=== WHAT IS REQUIRED ===
Recast the data as a Markdown table with the columns No. and Line, starting at the first line of the data and going on through the line containing "column 172, row 233". Give each line its own row, skip blank lines, and leave the pictures out.

------ RECORD EXTRACTS

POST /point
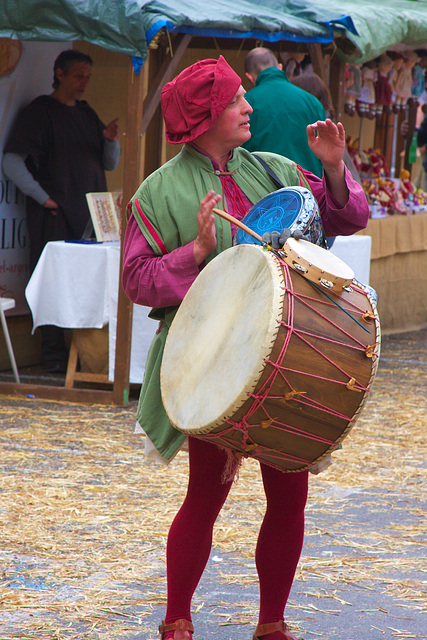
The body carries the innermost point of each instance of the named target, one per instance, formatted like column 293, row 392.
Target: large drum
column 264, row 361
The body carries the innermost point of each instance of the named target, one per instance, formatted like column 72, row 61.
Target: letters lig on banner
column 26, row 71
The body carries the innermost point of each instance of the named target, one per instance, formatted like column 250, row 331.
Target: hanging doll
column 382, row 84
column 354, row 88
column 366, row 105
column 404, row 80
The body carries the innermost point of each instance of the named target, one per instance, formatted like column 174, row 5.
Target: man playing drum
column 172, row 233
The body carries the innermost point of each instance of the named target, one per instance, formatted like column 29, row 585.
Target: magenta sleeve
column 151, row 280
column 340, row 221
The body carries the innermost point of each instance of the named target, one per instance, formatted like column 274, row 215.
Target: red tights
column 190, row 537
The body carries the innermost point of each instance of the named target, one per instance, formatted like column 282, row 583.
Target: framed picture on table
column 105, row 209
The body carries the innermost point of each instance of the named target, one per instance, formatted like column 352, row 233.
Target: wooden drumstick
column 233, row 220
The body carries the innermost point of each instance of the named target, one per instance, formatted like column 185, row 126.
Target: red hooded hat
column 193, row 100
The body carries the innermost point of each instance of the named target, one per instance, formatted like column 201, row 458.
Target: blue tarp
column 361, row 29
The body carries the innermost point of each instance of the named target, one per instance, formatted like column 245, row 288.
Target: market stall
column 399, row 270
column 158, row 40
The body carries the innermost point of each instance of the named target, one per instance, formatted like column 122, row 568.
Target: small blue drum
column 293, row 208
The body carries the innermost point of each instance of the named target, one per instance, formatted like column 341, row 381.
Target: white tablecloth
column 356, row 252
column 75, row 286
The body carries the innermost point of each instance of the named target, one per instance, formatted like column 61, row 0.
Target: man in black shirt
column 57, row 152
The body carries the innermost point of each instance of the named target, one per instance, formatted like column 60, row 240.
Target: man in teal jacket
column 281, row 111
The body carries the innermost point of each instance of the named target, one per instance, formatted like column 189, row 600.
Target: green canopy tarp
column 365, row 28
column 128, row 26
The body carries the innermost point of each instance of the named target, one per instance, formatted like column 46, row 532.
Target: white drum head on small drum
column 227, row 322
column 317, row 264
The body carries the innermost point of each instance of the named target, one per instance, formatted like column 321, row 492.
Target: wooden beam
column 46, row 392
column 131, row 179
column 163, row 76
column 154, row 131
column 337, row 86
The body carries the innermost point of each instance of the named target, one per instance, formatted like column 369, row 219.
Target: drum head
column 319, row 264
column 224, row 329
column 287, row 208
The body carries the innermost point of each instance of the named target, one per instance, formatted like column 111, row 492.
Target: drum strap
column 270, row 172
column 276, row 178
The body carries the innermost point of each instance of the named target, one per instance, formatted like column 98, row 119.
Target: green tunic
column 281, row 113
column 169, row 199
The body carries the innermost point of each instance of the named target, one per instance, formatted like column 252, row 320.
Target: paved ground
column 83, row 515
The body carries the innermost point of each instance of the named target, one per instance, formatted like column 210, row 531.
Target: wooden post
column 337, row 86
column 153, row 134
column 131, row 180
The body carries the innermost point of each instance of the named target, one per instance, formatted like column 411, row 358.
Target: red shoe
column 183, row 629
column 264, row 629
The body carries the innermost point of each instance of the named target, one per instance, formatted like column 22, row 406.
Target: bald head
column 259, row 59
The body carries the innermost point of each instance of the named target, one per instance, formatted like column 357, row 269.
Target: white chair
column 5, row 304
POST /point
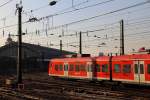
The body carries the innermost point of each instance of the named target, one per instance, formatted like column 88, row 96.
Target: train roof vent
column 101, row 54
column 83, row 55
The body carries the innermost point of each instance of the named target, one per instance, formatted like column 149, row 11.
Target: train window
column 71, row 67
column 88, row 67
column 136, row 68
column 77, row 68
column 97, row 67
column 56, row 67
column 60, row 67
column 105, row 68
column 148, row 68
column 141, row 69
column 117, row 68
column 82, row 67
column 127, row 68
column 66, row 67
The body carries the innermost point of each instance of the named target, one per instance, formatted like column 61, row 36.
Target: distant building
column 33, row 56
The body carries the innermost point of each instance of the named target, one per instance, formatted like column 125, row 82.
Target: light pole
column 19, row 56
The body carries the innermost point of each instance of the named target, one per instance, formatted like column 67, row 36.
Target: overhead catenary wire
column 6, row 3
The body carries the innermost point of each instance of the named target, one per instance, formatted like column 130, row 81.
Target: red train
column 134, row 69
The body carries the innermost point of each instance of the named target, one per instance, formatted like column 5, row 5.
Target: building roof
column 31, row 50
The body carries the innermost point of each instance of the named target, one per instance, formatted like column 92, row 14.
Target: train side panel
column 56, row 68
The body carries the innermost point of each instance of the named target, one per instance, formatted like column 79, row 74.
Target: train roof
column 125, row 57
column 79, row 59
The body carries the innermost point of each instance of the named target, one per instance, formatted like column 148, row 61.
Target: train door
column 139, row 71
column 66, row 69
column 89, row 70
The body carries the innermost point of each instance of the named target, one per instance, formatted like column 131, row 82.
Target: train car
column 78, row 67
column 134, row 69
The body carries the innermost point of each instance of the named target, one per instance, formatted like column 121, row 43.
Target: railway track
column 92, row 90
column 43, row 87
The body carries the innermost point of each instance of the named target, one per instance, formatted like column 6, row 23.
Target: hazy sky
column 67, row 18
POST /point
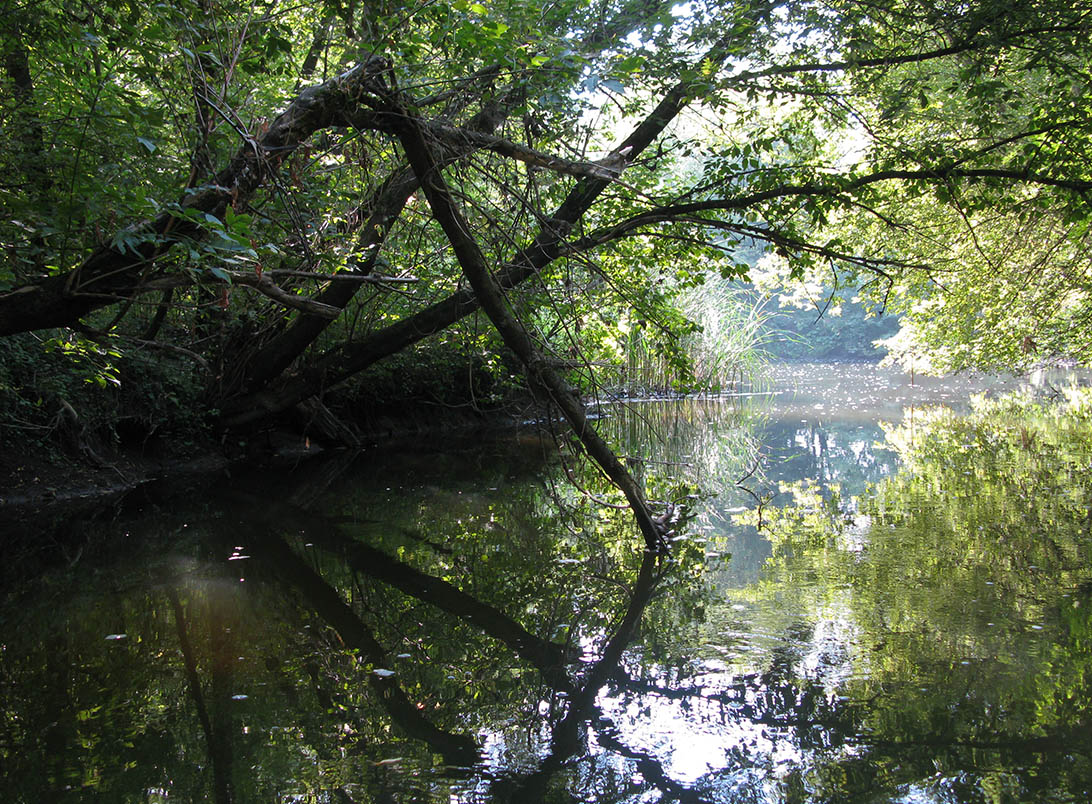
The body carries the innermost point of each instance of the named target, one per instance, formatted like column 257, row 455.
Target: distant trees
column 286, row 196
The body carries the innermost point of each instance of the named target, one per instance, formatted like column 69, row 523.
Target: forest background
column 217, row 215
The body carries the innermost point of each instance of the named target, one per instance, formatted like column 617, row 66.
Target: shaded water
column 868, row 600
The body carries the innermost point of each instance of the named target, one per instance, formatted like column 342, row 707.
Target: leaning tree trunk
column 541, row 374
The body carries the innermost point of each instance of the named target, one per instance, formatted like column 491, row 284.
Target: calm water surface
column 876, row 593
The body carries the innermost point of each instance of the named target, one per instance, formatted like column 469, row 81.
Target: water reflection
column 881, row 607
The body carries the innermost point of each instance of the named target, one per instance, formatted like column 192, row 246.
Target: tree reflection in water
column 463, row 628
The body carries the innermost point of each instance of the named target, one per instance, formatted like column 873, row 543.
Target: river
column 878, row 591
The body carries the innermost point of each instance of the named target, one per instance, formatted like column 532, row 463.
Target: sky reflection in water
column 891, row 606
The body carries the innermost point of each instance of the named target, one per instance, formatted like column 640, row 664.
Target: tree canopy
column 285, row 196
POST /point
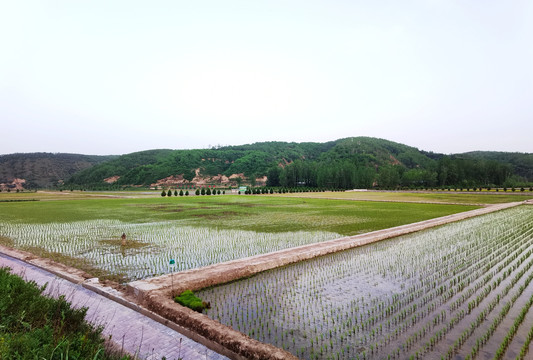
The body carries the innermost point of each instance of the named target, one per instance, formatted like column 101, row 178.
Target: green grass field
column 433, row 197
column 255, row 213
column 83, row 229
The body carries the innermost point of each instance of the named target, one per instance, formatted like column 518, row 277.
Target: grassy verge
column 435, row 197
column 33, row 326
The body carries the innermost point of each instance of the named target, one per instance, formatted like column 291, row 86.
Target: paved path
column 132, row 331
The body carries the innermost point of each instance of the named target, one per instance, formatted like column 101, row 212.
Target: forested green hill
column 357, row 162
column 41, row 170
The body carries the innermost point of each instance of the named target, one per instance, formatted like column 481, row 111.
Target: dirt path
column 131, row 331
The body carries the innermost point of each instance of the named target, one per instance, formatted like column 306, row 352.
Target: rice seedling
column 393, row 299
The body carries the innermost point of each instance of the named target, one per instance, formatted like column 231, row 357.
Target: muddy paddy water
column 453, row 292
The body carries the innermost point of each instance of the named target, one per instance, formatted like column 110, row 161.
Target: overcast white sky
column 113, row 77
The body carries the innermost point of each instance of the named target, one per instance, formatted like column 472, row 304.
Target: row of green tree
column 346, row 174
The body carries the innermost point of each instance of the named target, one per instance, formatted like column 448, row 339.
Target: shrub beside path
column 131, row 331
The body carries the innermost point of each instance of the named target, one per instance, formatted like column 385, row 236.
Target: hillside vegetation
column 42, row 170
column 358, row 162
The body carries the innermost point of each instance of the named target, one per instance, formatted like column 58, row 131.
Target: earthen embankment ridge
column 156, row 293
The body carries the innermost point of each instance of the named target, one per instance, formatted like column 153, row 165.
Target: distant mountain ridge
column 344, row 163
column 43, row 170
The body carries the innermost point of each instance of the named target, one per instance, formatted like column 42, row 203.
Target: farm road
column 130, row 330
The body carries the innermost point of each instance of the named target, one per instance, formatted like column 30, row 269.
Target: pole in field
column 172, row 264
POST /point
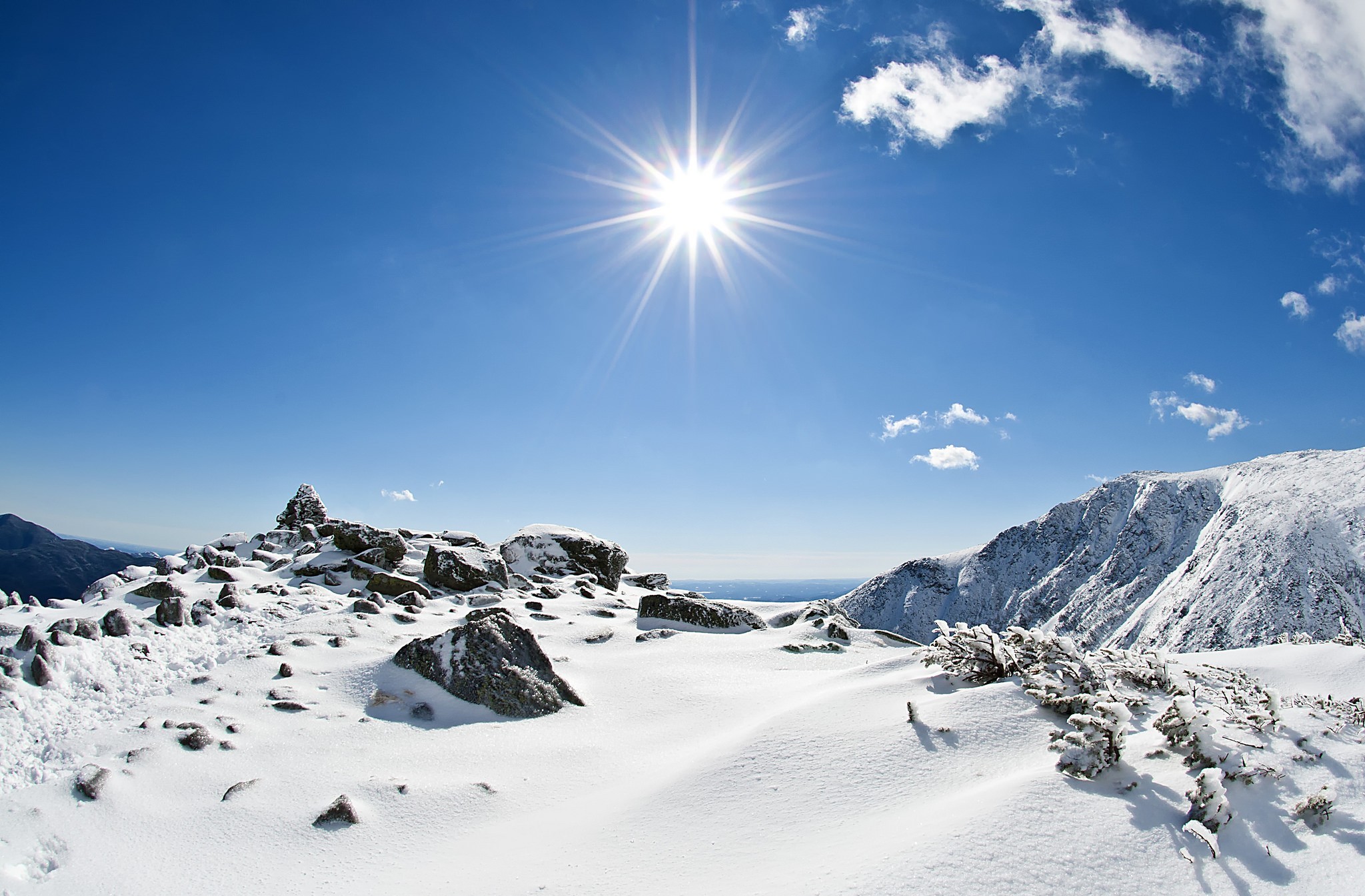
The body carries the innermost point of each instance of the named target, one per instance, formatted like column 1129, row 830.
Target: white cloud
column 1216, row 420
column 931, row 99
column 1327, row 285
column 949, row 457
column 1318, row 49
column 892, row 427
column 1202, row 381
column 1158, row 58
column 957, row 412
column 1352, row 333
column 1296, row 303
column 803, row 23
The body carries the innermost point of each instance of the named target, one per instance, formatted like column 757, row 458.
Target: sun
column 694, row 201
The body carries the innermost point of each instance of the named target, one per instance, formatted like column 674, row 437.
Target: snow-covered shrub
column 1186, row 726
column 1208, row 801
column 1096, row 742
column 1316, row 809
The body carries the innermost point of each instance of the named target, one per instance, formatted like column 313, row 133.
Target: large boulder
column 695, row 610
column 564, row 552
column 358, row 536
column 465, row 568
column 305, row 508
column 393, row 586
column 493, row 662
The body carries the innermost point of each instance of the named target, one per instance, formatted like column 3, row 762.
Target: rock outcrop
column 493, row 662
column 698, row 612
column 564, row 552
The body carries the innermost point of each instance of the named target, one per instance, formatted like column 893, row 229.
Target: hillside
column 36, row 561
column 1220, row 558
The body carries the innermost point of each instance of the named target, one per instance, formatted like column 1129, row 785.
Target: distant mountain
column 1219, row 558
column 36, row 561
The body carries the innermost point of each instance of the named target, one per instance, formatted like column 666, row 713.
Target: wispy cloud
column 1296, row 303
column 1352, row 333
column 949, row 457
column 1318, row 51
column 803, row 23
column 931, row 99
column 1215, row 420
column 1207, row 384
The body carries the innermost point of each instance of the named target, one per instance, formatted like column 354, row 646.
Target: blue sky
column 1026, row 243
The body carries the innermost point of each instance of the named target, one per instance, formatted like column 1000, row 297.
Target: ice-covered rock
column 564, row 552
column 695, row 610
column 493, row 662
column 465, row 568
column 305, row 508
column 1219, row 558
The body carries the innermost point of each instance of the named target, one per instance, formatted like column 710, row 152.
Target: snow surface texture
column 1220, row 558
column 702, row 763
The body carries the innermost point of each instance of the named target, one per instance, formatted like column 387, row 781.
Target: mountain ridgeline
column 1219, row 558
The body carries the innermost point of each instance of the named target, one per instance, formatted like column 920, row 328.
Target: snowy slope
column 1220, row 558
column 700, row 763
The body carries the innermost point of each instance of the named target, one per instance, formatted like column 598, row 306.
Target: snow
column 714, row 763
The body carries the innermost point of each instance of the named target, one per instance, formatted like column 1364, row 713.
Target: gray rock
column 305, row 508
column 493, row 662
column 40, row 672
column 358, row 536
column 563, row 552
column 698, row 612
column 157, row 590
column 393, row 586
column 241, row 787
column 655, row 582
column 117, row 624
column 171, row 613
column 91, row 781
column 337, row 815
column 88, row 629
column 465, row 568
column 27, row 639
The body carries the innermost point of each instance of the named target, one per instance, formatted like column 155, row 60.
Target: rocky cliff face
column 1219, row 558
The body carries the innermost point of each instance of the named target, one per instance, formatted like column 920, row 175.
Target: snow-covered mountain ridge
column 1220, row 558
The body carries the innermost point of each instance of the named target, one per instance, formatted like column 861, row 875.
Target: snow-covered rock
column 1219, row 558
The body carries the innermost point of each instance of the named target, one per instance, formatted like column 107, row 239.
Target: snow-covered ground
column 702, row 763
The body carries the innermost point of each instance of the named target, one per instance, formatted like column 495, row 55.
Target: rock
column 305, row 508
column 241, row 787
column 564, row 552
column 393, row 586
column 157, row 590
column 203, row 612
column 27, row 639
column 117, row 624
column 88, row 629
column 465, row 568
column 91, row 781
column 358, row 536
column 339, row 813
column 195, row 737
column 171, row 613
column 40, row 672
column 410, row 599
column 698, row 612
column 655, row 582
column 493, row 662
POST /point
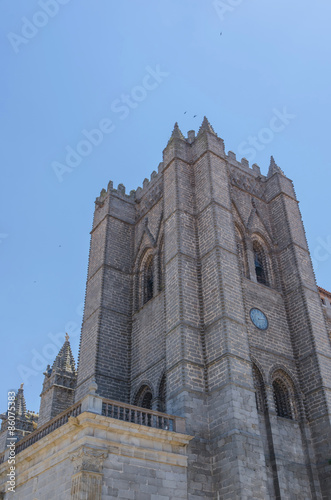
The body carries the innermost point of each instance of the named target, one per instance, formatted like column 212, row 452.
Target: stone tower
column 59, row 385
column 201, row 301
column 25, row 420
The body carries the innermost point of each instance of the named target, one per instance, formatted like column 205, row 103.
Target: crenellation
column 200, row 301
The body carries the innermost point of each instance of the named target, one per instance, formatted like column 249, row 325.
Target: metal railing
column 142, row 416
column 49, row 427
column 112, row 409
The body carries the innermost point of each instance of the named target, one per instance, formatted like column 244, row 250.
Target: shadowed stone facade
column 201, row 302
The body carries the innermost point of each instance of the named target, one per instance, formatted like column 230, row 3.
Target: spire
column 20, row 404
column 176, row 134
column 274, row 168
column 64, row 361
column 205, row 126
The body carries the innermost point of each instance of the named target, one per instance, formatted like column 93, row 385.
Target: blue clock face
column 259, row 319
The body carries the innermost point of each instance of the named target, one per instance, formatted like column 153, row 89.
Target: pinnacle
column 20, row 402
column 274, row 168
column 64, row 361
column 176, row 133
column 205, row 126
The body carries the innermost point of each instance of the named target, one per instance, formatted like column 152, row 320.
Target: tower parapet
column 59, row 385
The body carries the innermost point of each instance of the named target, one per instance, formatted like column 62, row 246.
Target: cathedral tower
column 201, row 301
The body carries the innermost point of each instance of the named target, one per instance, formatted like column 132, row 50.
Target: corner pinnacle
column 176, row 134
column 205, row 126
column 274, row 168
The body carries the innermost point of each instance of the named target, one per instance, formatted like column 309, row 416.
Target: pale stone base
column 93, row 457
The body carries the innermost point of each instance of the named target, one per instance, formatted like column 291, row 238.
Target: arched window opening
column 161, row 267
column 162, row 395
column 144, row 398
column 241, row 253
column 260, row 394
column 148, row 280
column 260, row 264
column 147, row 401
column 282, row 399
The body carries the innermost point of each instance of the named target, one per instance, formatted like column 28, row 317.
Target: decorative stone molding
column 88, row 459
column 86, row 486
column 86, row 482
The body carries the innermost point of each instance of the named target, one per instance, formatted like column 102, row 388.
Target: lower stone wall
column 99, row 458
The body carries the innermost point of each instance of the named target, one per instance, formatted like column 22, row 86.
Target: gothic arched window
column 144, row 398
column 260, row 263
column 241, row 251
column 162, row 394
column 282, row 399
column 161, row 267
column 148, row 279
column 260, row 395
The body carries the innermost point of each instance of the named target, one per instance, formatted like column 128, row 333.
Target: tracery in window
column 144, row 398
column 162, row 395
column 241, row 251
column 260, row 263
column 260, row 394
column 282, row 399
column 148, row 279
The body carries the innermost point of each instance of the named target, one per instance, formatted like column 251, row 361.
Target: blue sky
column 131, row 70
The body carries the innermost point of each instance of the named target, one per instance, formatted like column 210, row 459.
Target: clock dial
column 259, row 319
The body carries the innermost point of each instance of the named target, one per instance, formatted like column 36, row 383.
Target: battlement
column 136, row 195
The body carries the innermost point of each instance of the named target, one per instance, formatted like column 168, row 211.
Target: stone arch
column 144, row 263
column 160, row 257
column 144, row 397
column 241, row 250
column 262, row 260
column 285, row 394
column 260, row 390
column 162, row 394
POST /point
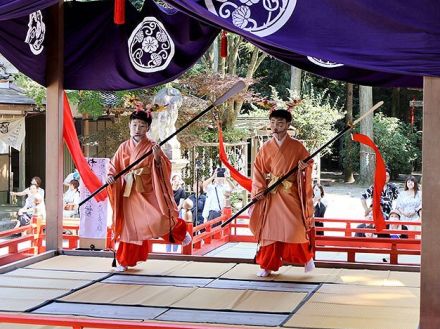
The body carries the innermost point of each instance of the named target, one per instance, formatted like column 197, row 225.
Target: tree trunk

------------

=== COMPLETE OUTPUT ===
| No. | Line |
|---|---|
| 1 | POST /point |
| 2 | The body carries the innermost point of each instance of the named target, one per instance, formatted like column 293, row 392. |
| 3 | Target: large drum |
| 4 | column 264, row 361 |
| 5 | The body carries the innermost point of each instance of the named target, one per instance, formatted like column 72, row 61. |
| 6 | Target: letters lig on banner |
| 7 | column 26, row 71 |
| 8 | The body carries the innermost point of each instance of the named target, one per instance, formatted like column 250, row 331. |
| 9 | Target: hanging doll |
| 10 | column 382, row 84 |
| 11 | column 354, row 88 |
| 12 | column 366, row 105 |
| 13 | column 404, row 80 |
| 14 | The body carries the innermost point of each instance of the named target, one per instance, formatted like column 174, row 5. |
| 15 | Target: man playing drum |
| 16 | column 172, row 233 |